■ **REQUIREMENT**:
Count the lines in the material below that contain the string "cactus", matching case exactly. Reply with the number alone.
* * * * * * *
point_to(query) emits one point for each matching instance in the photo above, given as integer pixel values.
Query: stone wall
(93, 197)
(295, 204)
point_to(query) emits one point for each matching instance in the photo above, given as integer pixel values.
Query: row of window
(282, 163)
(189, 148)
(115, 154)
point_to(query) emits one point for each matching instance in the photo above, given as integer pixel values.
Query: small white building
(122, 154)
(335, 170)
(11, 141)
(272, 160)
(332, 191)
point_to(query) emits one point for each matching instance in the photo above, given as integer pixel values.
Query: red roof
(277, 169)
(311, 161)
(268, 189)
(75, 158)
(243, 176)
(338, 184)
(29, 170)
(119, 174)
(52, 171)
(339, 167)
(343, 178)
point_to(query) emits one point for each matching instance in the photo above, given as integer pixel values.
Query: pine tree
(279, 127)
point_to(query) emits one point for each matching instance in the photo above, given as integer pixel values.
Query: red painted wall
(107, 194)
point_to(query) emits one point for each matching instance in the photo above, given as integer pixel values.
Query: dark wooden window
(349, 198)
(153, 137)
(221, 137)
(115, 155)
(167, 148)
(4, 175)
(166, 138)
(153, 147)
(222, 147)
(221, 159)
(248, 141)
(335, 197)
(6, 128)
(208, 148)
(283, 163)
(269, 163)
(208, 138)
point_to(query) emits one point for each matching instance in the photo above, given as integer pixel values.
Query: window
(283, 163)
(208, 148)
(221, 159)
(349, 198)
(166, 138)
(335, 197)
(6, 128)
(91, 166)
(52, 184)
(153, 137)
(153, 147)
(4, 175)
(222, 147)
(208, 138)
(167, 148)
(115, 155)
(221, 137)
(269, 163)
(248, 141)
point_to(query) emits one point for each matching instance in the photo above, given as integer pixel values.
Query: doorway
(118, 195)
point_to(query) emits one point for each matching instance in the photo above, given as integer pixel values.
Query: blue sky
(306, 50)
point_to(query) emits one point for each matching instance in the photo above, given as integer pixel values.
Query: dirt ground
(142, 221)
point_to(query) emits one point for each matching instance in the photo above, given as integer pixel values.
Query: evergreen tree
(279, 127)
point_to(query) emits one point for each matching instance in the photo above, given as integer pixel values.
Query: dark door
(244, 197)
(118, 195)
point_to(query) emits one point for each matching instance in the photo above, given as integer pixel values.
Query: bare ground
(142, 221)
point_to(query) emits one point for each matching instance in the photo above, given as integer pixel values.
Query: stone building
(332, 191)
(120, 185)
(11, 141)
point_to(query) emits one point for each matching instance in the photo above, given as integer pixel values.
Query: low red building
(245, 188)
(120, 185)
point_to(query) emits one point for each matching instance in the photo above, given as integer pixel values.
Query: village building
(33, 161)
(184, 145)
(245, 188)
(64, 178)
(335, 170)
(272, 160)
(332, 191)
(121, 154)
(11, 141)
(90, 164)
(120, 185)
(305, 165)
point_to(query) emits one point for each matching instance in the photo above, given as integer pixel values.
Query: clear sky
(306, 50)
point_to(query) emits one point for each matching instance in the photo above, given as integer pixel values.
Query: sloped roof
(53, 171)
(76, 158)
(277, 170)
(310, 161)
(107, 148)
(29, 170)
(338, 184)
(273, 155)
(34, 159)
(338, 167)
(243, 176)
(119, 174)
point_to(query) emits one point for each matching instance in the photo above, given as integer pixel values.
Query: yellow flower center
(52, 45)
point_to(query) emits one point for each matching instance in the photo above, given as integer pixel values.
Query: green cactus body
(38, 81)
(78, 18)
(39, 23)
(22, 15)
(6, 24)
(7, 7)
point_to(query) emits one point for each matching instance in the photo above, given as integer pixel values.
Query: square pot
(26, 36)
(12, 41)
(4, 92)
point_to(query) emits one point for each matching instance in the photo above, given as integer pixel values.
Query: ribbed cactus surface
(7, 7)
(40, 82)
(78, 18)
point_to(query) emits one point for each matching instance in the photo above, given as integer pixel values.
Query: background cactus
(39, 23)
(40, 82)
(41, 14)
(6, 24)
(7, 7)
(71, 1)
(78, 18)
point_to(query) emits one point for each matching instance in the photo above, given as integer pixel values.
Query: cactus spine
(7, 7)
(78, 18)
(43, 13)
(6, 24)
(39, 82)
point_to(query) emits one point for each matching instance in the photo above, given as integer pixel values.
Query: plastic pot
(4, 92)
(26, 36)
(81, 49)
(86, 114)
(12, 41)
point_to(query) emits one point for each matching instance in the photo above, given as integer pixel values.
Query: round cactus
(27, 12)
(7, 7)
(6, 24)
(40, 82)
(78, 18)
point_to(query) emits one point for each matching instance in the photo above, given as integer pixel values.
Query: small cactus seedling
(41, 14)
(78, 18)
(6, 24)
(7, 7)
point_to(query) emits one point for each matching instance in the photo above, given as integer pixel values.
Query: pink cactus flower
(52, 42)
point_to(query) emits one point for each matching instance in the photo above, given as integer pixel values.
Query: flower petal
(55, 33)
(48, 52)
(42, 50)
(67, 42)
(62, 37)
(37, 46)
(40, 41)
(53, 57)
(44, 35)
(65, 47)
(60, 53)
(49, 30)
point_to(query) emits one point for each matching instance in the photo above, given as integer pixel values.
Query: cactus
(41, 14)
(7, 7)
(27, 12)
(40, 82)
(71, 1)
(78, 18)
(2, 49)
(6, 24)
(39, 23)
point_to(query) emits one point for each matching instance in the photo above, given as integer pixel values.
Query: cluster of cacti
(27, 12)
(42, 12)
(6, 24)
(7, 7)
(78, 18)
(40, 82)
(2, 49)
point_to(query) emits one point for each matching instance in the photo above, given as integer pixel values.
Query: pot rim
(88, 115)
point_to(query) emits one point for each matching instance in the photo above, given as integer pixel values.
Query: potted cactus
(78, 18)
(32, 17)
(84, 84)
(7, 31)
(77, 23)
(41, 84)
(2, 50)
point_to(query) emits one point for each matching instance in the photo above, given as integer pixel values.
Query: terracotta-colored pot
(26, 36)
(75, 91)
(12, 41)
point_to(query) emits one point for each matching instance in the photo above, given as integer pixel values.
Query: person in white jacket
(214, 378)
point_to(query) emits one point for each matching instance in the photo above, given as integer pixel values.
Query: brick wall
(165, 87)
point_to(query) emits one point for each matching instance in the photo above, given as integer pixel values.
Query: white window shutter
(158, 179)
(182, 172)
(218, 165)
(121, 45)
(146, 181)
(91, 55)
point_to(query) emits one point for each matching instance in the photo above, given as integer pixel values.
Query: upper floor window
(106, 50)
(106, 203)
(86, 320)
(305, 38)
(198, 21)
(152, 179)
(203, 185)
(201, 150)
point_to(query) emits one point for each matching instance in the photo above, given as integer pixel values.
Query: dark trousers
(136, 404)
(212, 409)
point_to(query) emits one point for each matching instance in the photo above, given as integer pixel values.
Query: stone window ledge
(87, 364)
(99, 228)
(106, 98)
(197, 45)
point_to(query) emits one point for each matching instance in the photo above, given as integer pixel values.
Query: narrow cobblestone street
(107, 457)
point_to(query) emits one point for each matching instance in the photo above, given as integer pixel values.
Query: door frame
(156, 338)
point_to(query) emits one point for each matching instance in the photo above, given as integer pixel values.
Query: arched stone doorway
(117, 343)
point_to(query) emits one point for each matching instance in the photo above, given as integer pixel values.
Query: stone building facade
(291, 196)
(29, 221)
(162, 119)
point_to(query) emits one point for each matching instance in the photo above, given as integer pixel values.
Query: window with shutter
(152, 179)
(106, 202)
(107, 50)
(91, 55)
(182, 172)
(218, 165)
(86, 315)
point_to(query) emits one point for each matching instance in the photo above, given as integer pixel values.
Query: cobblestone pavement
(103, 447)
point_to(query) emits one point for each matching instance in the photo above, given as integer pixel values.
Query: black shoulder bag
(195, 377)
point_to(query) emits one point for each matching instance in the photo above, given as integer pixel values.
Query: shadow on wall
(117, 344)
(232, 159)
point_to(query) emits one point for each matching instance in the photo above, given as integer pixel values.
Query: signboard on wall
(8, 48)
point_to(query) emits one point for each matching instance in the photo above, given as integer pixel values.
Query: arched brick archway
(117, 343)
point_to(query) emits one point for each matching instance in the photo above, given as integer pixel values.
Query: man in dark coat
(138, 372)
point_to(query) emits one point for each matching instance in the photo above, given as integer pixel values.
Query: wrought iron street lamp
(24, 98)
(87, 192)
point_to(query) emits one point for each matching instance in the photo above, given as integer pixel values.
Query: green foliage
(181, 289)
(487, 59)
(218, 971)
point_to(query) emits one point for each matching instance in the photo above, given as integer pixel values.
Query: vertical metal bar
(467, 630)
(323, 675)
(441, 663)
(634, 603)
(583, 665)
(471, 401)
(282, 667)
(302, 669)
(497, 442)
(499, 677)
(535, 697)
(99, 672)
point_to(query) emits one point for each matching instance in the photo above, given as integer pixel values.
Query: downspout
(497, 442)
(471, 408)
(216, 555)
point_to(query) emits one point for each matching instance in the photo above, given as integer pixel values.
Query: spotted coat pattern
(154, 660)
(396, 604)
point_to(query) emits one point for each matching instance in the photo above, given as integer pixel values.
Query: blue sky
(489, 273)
* * * * * * *
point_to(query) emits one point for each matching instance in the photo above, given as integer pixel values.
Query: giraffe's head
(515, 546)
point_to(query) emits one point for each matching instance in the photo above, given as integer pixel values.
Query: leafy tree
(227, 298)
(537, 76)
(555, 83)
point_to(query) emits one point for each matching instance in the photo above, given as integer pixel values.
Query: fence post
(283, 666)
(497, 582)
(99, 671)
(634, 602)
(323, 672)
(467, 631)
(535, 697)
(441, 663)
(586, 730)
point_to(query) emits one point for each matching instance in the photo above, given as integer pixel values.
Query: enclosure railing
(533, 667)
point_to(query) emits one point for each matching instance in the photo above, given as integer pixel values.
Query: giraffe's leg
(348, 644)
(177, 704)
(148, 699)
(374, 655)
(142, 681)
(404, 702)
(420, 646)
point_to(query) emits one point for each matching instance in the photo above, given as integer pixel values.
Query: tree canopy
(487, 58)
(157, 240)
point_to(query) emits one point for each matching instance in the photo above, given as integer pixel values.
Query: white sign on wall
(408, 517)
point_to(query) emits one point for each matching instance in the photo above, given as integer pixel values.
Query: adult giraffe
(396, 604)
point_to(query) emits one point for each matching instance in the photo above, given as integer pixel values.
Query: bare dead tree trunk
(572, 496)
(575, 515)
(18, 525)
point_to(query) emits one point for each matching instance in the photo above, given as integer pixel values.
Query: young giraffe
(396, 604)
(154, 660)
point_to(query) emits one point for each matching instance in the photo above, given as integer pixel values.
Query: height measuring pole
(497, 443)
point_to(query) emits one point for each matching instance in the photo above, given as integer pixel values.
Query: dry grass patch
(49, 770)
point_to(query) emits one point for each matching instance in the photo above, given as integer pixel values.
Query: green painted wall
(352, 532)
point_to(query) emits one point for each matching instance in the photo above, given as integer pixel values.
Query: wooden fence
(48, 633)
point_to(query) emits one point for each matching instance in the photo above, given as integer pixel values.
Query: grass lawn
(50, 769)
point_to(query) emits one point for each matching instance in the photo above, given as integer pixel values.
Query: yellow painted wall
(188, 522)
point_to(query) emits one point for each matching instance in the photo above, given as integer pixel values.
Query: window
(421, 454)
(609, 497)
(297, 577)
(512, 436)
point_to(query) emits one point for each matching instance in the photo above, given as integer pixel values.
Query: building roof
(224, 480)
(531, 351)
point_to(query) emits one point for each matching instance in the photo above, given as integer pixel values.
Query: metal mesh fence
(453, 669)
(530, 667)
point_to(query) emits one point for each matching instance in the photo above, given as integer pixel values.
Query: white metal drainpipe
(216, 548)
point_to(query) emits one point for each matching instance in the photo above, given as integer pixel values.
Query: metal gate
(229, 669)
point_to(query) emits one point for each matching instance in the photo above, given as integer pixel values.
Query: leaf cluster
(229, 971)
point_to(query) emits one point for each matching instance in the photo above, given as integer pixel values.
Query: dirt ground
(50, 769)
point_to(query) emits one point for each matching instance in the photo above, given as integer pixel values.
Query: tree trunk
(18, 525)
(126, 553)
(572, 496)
* * * * * * *
■ **RESULT OF THE EXERCISE**:
9